---------- DATASET ROWS

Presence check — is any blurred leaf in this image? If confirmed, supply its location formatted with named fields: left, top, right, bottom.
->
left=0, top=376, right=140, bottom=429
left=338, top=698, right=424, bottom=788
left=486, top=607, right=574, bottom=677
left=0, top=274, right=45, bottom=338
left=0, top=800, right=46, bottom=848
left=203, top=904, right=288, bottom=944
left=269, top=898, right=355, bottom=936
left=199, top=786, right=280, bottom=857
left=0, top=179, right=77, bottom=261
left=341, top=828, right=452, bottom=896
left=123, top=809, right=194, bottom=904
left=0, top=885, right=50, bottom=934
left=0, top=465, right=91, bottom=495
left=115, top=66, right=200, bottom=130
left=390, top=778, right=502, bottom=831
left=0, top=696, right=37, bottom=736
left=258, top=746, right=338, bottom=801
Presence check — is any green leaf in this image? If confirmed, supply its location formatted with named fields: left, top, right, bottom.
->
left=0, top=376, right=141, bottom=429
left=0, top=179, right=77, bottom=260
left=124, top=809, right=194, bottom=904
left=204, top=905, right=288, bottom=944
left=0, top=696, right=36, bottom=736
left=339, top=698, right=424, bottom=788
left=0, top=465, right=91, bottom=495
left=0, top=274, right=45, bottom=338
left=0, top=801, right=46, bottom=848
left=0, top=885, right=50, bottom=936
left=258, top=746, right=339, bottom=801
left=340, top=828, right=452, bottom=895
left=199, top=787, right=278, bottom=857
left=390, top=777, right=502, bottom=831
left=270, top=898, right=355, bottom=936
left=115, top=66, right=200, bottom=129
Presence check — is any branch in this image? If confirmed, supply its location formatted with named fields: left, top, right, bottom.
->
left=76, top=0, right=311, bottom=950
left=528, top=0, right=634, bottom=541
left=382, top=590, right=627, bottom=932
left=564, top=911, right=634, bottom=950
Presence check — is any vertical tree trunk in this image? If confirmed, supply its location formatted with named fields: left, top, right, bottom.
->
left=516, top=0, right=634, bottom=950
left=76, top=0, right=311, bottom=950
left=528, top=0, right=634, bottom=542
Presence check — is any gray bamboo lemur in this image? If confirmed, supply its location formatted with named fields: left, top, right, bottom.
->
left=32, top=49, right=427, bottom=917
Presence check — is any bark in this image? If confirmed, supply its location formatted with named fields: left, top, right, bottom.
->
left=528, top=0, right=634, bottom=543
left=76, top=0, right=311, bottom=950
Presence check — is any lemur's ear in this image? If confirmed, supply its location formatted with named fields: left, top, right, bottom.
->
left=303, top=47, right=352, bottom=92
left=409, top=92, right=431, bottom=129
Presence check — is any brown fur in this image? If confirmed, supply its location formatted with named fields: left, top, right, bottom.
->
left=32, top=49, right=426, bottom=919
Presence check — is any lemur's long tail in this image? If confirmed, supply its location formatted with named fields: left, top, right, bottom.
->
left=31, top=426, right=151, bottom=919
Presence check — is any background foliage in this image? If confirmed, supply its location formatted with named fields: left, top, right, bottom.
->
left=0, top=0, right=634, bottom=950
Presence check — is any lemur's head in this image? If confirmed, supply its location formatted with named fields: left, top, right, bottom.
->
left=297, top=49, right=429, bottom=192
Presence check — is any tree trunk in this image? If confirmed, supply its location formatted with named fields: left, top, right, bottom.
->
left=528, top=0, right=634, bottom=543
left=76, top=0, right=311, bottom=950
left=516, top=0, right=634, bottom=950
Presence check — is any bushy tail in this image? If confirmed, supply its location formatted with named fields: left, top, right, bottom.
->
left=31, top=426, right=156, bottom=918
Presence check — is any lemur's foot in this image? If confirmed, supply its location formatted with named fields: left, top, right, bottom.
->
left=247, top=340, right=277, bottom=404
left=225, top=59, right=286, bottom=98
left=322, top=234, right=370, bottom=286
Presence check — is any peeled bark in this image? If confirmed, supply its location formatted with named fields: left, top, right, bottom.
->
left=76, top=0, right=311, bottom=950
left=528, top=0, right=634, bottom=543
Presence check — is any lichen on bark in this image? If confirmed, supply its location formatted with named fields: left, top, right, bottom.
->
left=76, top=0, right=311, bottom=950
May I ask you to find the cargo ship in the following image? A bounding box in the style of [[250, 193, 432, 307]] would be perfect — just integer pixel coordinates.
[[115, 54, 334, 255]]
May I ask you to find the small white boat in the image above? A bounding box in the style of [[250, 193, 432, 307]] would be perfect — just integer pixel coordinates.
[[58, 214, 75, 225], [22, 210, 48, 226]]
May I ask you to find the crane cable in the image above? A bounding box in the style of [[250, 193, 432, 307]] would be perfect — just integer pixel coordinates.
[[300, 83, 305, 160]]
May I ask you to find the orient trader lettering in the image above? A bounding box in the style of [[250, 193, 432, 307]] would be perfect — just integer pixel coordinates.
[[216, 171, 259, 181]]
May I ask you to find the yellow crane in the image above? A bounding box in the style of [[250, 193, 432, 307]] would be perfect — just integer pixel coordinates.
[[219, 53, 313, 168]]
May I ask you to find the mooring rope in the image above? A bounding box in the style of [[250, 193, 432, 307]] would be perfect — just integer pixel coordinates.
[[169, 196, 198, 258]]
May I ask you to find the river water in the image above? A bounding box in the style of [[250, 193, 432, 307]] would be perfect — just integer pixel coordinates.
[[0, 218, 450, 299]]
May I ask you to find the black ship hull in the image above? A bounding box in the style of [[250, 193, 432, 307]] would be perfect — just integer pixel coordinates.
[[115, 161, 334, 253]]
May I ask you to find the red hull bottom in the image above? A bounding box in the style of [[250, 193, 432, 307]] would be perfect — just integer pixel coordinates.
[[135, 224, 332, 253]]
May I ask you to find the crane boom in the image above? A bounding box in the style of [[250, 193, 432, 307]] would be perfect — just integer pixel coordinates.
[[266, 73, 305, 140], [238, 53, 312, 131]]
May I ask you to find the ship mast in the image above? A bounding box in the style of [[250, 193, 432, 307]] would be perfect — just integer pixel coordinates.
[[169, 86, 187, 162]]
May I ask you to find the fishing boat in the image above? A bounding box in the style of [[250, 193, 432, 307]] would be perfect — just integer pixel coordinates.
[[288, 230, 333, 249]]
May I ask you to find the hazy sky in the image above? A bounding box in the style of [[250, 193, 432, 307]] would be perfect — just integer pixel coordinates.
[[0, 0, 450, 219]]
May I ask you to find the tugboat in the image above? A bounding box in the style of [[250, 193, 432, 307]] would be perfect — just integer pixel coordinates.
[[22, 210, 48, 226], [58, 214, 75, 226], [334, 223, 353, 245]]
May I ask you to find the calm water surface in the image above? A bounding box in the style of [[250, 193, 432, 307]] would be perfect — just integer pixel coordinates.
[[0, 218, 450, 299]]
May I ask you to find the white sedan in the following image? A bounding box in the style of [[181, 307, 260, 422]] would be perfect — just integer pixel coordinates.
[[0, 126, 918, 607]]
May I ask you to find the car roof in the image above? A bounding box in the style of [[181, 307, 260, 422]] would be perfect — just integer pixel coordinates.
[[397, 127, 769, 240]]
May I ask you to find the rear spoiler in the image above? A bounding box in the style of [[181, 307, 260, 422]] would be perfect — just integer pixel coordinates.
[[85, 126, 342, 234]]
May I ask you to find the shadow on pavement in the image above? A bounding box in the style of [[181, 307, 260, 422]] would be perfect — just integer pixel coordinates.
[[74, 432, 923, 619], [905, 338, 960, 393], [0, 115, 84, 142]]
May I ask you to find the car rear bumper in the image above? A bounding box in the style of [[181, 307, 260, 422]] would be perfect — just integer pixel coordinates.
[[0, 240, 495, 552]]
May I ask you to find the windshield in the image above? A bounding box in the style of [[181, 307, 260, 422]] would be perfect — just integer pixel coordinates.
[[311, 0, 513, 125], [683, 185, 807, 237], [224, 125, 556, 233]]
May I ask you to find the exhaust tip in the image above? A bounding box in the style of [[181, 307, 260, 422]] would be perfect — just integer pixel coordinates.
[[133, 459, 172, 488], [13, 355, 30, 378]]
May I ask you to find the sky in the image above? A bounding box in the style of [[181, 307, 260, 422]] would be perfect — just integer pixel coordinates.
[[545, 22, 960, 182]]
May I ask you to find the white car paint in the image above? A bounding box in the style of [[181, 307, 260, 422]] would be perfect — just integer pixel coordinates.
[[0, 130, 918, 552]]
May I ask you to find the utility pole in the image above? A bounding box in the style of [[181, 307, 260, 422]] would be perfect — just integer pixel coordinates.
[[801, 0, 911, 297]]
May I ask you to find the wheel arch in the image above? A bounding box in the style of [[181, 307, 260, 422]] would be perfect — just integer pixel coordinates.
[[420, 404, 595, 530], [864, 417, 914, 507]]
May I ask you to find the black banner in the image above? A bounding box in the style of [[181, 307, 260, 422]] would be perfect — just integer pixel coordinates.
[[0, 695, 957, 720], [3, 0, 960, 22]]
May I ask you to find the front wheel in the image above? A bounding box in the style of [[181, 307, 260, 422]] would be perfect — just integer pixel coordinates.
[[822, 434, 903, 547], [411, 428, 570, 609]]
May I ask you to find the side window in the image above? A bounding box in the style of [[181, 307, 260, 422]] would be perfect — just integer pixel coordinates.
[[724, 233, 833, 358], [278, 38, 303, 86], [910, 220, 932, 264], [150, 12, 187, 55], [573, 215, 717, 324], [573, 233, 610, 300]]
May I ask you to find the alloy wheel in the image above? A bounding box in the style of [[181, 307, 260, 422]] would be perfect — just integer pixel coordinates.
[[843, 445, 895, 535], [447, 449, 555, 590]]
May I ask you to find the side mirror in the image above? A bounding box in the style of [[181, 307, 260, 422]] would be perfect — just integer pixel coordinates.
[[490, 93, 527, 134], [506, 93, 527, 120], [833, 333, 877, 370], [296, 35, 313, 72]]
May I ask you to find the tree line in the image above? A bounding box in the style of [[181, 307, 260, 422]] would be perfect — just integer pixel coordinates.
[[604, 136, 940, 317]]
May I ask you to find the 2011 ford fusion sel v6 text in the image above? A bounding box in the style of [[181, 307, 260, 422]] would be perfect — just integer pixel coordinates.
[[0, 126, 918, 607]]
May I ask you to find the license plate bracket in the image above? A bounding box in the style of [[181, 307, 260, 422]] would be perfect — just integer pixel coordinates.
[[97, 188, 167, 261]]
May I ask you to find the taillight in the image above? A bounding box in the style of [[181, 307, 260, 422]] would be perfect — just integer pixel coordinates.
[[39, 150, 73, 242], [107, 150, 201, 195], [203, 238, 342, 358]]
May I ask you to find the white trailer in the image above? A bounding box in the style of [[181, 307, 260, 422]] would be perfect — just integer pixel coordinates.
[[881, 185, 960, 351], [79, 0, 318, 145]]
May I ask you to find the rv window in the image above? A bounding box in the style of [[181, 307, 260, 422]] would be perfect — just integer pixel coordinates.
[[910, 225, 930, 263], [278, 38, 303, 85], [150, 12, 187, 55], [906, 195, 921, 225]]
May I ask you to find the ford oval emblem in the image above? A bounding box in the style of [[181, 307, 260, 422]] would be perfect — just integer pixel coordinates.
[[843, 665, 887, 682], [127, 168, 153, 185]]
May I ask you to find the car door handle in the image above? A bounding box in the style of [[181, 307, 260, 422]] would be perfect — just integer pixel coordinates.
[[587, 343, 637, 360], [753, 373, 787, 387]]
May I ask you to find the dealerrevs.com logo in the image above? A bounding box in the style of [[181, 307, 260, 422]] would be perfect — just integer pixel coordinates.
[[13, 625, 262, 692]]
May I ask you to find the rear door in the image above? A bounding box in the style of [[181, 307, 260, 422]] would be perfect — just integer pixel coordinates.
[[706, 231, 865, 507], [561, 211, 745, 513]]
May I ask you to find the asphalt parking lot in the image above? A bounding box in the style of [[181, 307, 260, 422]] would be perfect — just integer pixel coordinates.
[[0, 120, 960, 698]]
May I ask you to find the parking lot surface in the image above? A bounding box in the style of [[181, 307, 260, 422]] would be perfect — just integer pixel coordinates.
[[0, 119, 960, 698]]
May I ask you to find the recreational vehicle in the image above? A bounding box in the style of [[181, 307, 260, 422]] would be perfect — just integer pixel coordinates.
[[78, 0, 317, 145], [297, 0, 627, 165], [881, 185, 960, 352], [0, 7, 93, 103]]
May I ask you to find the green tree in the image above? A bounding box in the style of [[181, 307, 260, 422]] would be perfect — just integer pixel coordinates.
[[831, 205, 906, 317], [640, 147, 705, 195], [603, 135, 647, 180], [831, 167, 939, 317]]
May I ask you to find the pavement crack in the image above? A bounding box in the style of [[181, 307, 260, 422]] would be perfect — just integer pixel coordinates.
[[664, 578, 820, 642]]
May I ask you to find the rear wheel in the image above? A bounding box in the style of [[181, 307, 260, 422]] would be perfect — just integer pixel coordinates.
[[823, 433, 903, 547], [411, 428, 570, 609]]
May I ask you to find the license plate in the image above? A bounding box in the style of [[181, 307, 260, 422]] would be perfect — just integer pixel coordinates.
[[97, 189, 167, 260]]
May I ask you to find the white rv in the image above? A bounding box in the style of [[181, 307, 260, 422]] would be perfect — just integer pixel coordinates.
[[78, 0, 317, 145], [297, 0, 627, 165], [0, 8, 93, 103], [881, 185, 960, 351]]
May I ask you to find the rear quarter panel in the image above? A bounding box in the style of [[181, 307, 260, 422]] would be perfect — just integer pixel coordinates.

--------------------

◆ **DIRECTIONS FOR THIS TASK**:
Duplicate the lines from the start of the entries through the line containing "left=115, top=66, right=200, bottom=129", both included.

◆ **SOLUTION TO THIS PROBLEM**:
Presence check — is any blurred leaf in this image? If confirmed, supply its location formatted with named fields: left, top, right, bottom.
->
left=0, top=376, right=140, bottom=429
left=338, top=698, right=424, bottom=788
left=486, top=607, right=574, bottom=677
left=0, top=274, right=45, bottom=338
left=0, top=800, right=46, bottom=848
left=203, top=904, right=288, bottom=944
left=269, top=898, right=355, bottom=936
left=199, top=786, right=280, bottom=857
left=0, top=179, right=77, bottom=261
left=341, top=828, right=452, bottom=896
left=123, top=809, right=194, bottom=904
left=0, top=885, right=50, bottom=934
left=0, top=465, right=91, bottom=495
left=115, top=66, right=200, bottom=130
left=390, top=778, right=502, bottom=831
left=0, top=696, right=37, bottom=736
left=258, top=746, right=338, bottom=801
Presence check — is any green leaf in this image? If confirmed, supply its location formatted with named fields: left, top, right, bottom.
->
left=0, top=376, right=141, bottom=429
left=0, top=179, right=77, bottom=260
left=124, top=809, right=194, bottom=904
left=204, top=905, right=288, bottom=944
left=0, top=696, right=36, bottom=736
left=339, top=698, right=424, bottom=788
left=0, top=465, right=91, bottom=495
left=0, top=274, right=45, bottom=338
left=0, top=801, right=46, bottom=848
left=0, top=885, right=50, bottom=936
left=258, top=746, right=339, bottom=801
left=340, top=828, right=452, bottom=895
left=199, top=787, right=278, bottom=857
left=390, top=777, right=502, bottom=831
left=270, top=898, right=355, bottom=936
left=115, top=66, right=200, bottom=129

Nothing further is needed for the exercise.